▶ **PROBLEM A**: According to the text on the Los Angeles County Fire Department, which city was the first outside Los Angeles County to contract with the department?
▶ **PROBLEM B**: Continue the text on the Los Angeles County Fire Department from its last sentence.

▶ **SELECTED EXCERPT**:

------------------------------------------------------------------------

The Los Angeles County Fire Department (LACoFD) provides firefighting and emergency medical services for the unincorporated parts of Los Angeles County, California, as well as 59 cities through contracting, including the city of La Habra which is located in Orange County and is the first city outside of Los Angeles County to contract with LACoFD.

 the department is responsible for just over 4 million residents spread out in over 1.2 million housing units across an area of . The department is commanded by Chief Anthony C. Marrone and has an annual budget of $1.4 Billion. According to Firehouse magazine, the LACoFD is the fourth busiest department in the United States, behind New York City Fire Department, Chicago Fire Department, and Los Angeles City Fire Department. The department responded to 394,585 calls for service in 2017. The LACoFD has been featured several times in popular culture, including the 1970s NBC TV series Emergency! and the 1950s TV series Rescue 8.

In 2020, the department responded to 307,025 emergency medical responses and a total of 379,517 total responses.

History

In 1949, the Consolidated Fire Protection District was established by the Board of Supervisors 
through the consolidation of numerous fire districts which existed since the 1920s. From 1967 to 
1986, there existed four fire protection districts within the Los Angeles County, all of which were 
governed by the Board of Supervisors: the Consolidated Fire Protection District (CFPD), Universal 
Fire Protection District, Dominguez Fire Protection District, and Wrightwood Fire Protection 
District. In addition, there was the Forester and Fire Warden (F&FW) which is a chartered office 
of the County and was funded by the General Fund. The property tax rate for each district was 
considerably different.

------------------------------------------------------------------------

▶ **RECORDS**:
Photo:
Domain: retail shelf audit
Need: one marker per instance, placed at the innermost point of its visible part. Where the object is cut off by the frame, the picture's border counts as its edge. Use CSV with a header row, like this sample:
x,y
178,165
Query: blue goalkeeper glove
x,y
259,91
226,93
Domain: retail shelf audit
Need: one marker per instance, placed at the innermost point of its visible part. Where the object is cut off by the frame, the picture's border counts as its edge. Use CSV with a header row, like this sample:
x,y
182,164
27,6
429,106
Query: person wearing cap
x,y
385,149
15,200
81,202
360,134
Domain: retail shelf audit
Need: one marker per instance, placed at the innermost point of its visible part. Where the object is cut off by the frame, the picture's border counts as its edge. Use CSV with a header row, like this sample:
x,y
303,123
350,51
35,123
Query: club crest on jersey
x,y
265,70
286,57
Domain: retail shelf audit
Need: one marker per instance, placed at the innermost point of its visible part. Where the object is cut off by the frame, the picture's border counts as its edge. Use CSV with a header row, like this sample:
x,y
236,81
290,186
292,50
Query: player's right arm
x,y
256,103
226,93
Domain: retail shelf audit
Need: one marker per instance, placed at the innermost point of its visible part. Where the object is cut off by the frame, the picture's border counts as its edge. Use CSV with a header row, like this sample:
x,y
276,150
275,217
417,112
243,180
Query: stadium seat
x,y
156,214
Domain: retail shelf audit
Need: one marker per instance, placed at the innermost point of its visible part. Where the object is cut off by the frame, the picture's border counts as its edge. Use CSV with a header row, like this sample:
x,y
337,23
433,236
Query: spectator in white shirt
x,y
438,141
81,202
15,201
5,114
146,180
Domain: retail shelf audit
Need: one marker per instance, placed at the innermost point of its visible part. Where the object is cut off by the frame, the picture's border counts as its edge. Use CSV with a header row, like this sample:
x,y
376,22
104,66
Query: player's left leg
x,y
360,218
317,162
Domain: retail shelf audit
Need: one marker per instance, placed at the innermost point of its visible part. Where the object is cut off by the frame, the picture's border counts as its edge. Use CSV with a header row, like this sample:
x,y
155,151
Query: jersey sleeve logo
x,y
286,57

------------------------------------------------------------------------

▶ **ANSWER SECTION A**: La Habra, which is located in Orange County.

▶ **ANSWER SECTION B**:
With the property tax limitations and standardization of tax rates established by Proposition 13 in 
1978, there was no longer a need to maintain the separate districts. From 1986 to 1992, the F&FW 
and the CFPD were the two remaining legal entities that made up what is commonly known as the 
Los Angeles County Fire Department. In 1992, the CFPD annexed all the remaining unincorporated 
area in with a corresponding property tax transfer to fulfill the chartered responsibilities of the 
F&FW. 
The Los Angeles County Fire Department has a very rich and unique history, which is full of 
innovation, and daring accomplishments. From designing the 9-1-1 system and initiating a 
paramedic program in the 1970's to the current day Urban Search and Rescue and Homeland 
Security Sections, our Fire Department is a leader and model to fire departments around the 
world. Our Department's ability to develop new techniques and tactics to fight fires of all kinds 
has benefited not only the residents we serve, but the fire service in general, both nationally and 
internationally.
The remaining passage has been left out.